Goodwin, a sophomore who was on the allocations committee last year, said she wants to host “New Connections” events to help students find student organizations that best fit their interests if she were elected. Goodwin also said she wants to maintain some aspects of the [email protected] teaching model, such as recorded lectures and lectures conducted over Zoom.
Floyd said because of her slate’s SGB experience — and the close work members did with students across campus — her slate can see and fix problems.
“As all people who have been involved in SGB, you know, whether that’s allocations, me being a wellness committee chair and Ryan being [on] CGR, is that we literally work with students on a daily basis,” Floyd said. “Like that’s what my whole committee is about, is getting, seeing what issues the student body may have and really fixing them.”
Brennan Conway and Jack Ruotolo are both running for board positions on the Betterment Slate.
One of the slate’s initiatives is to create an ad-hoc committee to gather student input on various aspects of the [email protected] model, so Pitt can determine what parts of the model worked or didn’t work.
Conway, a junior, also said his slate wants to make changes to the Allocations Manual — SGB’s rule book for allocating Student Activity Fee money — such as allowing student organizations to have private bank accounts and appeal denied allocations requests. He added that his slate also would push for supplemental funding applications to be decided on in public meetings.
····················
● What you will do:
a – From the student government election article, extract the stretch from "Floyd said because" through "or didn’t work." word for word.
b – In the student government election article, where does Conway's slate want supplemental funding applications to be decided?
c – Carry on the student government election article from its last sentence, keeping its reporting style.

[Stored entries]
····················
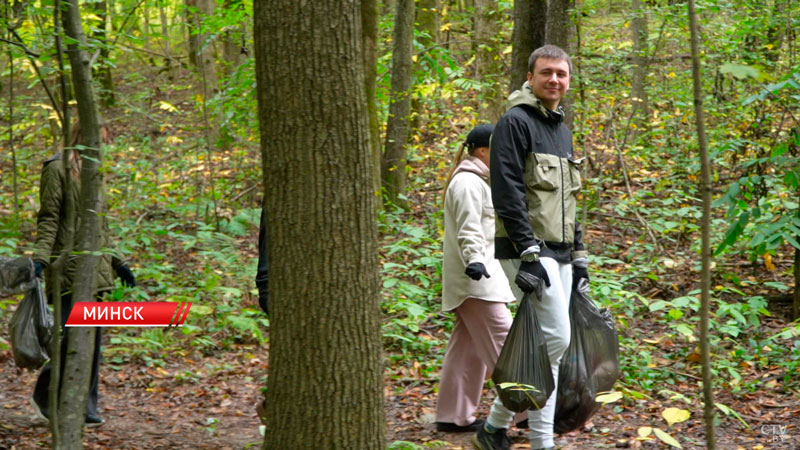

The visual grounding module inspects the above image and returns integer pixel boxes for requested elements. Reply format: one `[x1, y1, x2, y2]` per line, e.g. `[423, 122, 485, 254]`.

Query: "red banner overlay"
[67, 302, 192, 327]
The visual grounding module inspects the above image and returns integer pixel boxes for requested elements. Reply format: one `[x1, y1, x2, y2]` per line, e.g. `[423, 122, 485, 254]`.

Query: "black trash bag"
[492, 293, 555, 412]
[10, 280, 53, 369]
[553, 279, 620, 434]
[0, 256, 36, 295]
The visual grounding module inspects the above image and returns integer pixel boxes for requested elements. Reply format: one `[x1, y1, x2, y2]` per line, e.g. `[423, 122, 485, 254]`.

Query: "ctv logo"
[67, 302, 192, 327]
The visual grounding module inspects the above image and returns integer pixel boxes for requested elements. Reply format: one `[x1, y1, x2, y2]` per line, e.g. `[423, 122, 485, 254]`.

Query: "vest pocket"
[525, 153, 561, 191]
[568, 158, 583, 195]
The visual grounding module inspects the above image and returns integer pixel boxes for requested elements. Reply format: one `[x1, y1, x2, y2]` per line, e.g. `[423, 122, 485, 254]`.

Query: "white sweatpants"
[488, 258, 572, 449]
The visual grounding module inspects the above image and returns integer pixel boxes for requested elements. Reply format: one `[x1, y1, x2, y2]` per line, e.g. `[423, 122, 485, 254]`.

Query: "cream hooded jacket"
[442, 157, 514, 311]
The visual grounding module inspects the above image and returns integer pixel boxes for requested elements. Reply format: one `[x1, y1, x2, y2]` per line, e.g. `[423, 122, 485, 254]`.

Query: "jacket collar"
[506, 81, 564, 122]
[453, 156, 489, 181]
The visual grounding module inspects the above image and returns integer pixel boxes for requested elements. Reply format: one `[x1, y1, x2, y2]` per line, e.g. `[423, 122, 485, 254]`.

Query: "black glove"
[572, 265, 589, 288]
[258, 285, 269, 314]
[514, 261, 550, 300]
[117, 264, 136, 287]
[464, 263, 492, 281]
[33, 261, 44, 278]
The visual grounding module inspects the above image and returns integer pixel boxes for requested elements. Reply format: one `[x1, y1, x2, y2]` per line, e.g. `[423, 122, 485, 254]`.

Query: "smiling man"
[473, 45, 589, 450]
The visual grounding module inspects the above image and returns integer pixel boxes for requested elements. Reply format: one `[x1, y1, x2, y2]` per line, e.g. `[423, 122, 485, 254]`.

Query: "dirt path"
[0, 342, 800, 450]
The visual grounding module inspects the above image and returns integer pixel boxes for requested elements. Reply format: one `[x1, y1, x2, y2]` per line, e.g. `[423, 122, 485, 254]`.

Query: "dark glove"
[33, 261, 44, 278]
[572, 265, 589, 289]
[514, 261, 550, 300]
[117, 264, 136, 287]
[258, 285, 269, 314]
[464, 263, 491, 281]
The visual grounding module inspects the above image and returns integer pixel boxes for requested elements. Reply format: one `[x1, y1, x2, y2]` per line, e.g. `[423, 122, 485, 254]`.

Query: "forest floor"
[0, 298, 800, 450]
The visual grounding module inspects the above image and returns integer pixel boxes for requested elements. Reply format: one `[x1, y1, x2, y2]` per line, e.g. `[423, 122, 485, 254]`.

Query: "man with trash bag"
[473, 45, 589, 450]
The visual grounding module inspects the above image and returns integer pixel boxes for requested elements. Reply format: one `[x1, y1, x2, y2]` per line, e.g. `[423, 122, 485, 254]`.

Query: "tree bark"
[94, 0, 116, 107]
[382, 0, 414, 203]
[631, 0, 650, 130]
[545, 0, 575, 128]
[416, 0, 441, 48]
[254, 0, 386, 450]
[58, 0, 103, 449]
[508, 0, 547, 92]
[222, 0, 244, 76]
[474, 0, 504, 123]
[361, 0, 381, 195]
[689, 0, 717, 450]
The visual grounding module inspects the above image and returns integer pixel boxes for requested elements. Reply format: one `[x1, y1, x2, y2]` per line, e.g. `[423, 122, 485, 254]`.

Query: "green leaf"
····················
● Your responses:
a –
Floyd said because of her slate’s SGB experience — and the close work members did with students across campus — her slate can see and fix problems.
“As all people who have been involved in SGB, you know, whether that’s allocations, me being a wellness committee chair and Ryan being [on] CGR, is that we literally work with students on a daily basis,” Floyd said. “Like that’s what my whole committee is about, is getting, seeing what issues the student body may have and really fixing them.”
Brennan Conway and Jack Ruotolo are both running for board positions on the Betterment Slate.
One of the slate’s initiatives is to create an ad-hoc committee to gather student input on various aspects of the [email protected] model, so Pitt can determine what parts of the model worked or didn’t work.

b – In public meetings.

c –
Conway said he thinks the Betterment slate is better than the others because it is the only slate that has a combination of a junior and a first-year. Both Conway and Ruotolo, a first-year, are new to SGB, but said bringing outside leadership skills to the board is important. Ruotolo is vice president of his residence hall’s hall council, and Conway is vice president of Pitt’s band council.
“We think we’re a really unique package because we have that freshman experience,” Conway said. “We also have, you know, I’m a junior, I’ve been around, I saw Pitt before the pandemic, so we’re the only Slate that includes both the freshmen and the juniors, so it’s sort of an interesting blend of perspectives there.”
Independent Presidential Candidate Harshitha Ramanan
Harshitha Ramanan is the third presidential candidate and is running as an independent.
Ramanan, a sophomore, said if elected, she wants to increase SGB transparency and accessibility by creating a committee dedicated to staying in contact with student organizations. She said this would allow student organizations to better know what actions SGB is taking and approach the board with any problems.
Ramanan also said she wants to revamp the Student Health Center and the Title IX Office by expanding the Student Health Center’s hours and making the Title IX Office open 24/7.
Ramanan is currently vice president of programming for RSA. While she has no prior SGB experience, Ramanan said the presidency would give her a platform to address bigger problems on campus.
“I was very involved in ResGov, and I love it here, but I do feel like moving on to SGB would give me a bigger platform to work with to address wider student concerns versus just like residents’ concerns,” Ramanan said.
Independent Board Candidate Daniel Temmallo
Daniel Temmallo is also an independent candidate running for a board position. Temmallo said his main goal is to be the “voice” for Pitt’s class of current and incoming first-years.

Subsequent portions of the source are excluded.